Exercise -
Pick out and copy every line in the entries below that contains the string "lamp". Case counts.

Task data -
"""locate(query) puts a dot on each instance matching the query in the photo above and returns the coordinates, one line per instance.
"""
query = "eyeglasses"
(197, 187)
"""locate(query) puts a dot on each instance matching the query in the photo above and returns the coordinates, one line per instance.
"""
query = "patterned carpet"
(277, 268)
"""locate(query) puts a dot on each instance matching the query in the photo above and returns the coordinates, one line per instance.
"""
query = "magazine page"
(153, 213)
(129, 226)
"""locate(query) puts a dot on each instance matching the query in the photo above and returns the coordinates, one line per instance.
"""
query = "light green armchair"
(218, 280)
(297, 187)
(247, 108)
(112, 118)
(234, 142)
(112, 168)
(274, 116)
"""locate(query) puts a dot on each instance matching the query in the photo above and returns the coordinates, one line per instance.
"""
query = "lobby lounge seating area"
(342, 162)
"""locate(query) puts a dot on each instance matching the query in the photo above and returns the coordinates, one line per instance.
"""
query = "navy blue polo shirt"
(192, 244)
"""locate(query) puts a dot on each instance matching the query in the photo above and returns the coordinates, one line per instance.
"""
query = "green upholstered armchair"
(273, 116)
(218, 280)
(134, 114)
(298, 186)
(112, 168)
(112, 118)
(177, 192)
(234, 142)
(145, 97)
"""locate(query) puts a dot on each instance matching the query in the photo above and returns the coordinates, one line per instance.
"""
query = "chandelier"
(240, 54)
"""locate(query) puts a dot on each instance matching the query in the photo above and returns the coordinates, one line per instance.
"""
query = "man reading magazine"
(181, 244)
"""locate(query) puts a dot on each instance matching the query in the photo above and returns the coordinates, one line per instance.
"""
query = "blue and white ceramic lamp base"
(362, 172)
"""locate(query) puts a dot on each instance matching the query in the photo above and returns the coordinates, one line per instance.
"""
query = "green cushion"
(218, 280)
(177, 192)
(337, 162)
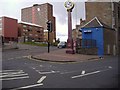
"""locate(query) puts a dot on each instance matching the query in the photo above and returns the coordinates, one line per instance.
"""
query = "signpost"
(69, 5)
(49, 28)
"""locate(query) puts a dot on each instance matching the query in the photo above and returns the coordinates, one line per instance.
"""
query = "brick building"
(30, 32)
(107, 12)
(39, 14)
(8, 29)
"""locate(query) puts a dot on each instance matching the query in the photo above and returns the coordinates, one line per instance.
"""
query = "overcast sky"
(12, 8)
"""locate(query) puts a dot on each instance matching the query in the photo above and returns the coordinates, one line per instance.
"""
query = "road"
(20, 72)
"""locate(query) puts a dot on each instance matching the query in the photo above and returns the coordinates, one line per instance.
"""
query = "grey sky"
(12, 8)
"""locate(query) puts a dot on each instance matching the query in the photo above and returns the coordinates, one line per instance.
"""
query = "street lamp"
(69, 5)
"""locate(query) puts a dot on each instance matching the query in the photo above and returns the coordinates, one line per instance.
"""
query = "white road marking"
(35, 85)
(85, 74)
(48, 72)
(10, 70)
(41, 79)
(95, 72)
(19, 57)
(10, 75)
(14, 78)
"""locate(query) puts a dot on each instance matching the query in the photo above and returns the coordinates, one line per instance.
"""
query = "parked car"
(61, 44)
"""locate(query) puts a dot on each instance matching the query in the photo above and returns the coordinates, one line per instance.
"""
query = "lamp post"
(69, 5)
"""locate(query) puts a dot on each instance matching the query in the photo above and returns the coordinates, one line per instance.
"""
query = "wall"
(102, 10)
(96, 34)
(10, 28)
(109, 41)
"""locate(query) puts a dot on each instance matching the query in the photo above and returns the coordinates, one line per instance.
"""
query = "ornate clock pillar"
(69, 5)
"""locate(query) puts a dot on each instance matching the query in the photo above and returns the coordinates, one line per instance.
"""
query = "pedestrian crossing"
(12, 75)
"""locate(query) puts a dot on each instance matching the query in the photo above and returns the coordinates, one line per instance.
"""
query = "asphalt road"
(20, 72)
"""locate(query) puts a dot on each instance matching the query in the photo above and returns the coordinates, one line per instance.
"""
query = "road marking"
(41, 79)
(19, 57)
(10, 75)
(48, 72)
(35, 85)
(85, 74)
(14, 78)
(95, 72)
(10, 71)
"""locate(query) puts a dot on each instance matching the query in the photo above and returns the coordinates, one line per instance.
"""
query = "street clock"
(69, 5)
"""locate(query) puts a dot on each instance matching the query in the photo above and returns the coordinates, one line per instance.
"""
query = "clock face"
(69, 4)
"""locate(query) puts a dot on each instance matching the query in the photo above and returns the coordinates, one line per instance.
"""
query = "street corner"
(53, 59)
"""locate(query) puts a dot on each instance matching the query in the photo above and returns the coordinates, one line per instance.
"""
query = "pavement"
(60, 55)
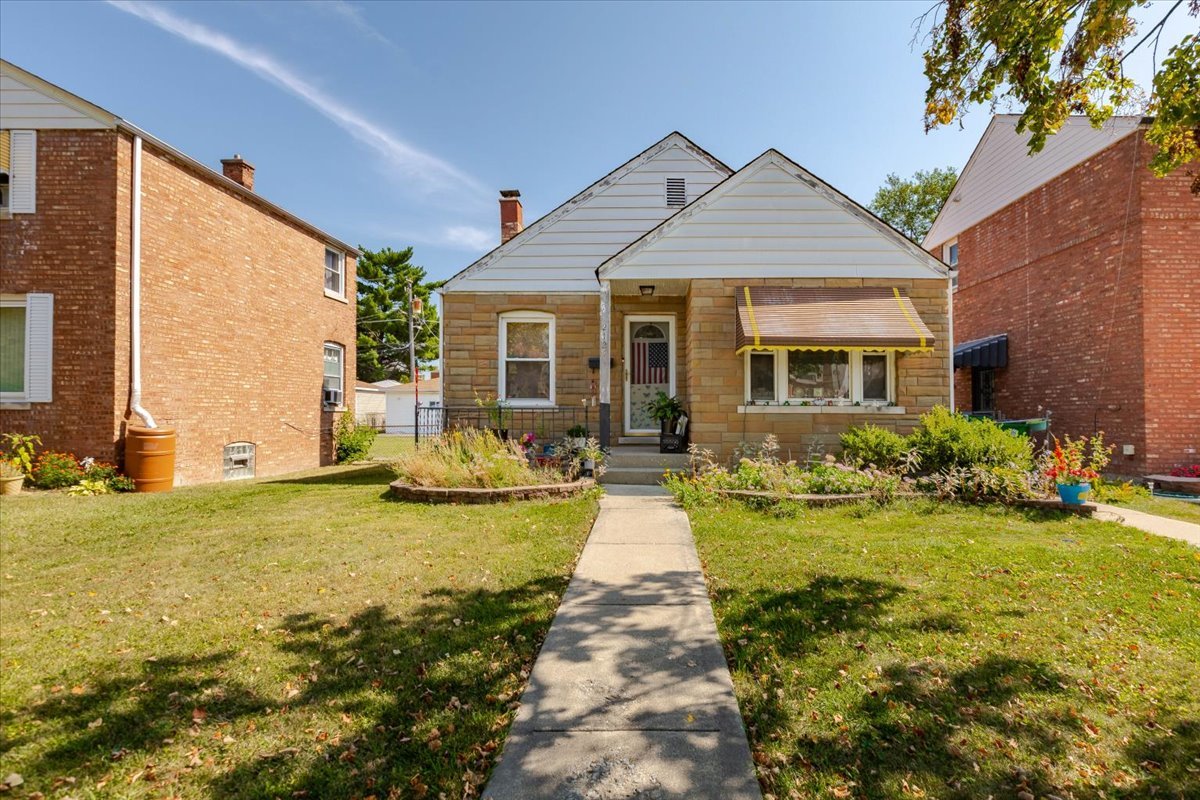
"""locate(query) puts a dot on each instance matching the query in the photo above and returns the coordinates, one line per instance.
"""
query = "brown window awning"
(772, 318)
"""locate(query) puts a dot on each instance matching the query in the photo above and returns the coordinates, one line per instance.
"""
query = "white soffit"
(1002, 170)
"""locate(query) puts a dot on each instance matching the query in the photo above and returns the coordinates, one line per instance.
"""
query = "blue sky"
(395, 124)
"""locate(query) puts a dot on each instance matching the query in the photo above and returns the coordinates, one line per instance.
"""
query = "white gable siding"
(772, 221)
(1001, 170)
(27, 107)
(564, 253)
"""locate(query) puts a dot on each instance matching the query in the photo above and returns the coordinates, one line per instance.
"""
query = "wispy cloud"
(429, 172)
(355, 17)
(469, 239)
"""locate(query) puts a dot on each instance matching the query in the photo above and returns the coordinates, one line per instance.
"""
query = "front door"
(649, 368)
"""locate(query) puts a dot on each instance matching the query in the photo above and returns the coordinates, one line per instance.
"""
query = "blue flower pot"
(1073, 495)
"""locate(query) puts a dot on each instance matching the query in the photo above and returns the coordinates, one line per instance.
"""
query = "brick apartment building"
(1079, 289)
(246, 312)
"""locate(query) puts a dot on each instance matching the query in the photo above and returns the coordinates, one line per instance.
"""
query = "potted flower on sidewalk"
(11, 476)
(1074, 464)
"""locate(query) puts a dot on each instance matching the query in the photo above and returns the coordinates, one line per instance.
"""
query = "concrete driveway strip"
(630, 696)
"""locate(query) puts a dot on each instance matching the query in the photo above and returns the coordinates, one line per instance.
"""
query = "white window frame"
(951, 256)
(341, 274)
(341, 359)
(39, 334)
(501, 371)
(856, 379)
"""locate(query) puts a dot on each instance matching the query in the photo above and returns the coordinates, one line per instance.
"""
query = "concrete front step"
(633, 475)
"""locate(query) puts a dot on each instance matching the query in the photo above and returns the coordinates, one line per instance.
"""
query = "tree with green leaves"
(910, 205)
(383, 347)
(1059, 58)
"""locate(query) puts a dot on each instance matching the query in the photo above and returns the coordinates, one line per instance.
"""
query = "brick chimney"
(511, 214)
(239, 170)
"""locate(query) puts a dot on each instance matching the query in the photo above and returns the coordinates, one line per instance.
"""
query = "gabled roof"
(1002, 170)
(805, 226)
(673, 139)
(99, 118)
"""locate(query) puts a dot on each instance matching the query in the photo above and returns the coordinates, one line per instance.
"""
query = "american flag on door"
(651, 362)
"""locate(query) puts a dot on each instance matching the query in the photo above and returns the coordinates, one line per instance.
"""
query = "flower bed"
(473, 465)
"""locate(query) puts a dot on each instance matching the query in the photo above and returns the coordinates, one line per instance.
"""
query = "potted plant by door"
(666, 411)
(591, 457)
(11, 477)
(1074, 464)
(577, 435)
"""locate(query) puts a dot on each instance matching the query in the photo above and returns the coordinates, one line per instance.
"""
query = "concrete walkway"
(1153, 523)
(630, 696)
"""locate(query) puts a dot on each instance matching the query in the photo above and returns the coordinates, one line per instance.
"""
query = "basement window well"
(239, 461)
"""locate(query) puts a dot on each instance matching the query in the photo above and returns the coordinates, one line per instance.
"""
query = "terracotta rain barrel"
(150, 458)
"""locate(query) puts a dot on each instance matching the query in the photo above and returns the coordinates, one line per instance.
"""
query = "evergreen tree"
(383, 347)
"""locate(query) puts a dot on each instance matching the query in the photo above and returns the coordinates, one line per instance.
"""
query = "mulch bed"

Correct answer -
query = "blue and white ceramic lamp base"
query = "street lamp"
query = "lamp post"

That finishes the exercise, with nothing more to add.